--- Start Supplied records ---
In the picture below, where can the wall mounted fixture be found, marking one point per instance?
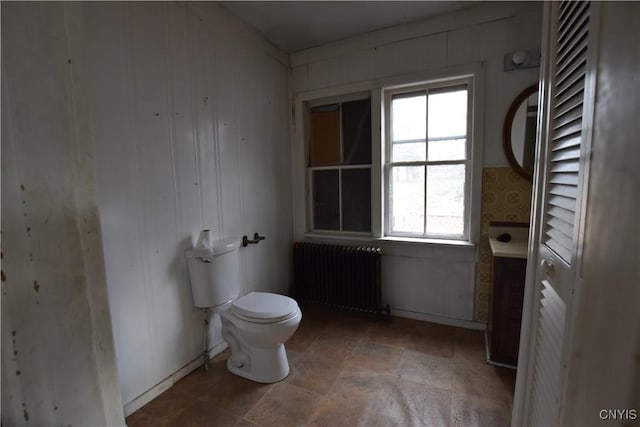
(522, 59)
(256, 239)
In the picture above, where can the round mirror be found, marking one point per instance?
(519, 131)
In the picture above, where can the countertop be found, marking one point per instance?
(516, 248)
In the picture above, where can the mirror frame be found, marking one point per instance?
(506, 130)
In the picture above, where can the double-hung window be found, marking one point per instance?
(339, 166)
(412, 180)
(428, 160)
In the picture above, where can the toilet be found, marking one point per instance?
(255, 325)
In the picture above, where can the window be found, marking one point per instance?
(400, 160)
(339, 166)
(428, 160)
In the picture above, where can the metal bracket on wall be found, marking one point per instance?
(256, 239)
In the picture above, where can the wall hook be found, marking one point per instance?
--- End Supplied records ---
• [Work instructions] Transcribe the listing above word for word, leaving out the picture.

• [The solution]
In the picture below, where can the wall mounted fixture be found, marking one point per instance?
(522, 59)
(256, 239)
In the picture above, where can the round mirror be found, marking one point per instance?
(519, 131)
In the picture above, where can the countertop be found, marking one point per instance?
(516, 248)
In the picture above, where can the mirror frame be found, marking one point per instance?
(506, 130)
In the picture above, where can the double-hung window be found, marking one point per instance?
(339, 166)
(412, 180)
(428, 160)
In the picture above, where can the toilet be found, marking one point per instance?
(255, 325)
In the picture above, where can the window be found, marking one point per instance?
(400, 160)
(339, 166)
(428, 160)
In the picture above, where can the metal bracket on wall be found, marking one point per instance?
(256, 239)
In the picture above, where can the wall hook be found, marking one point per instance?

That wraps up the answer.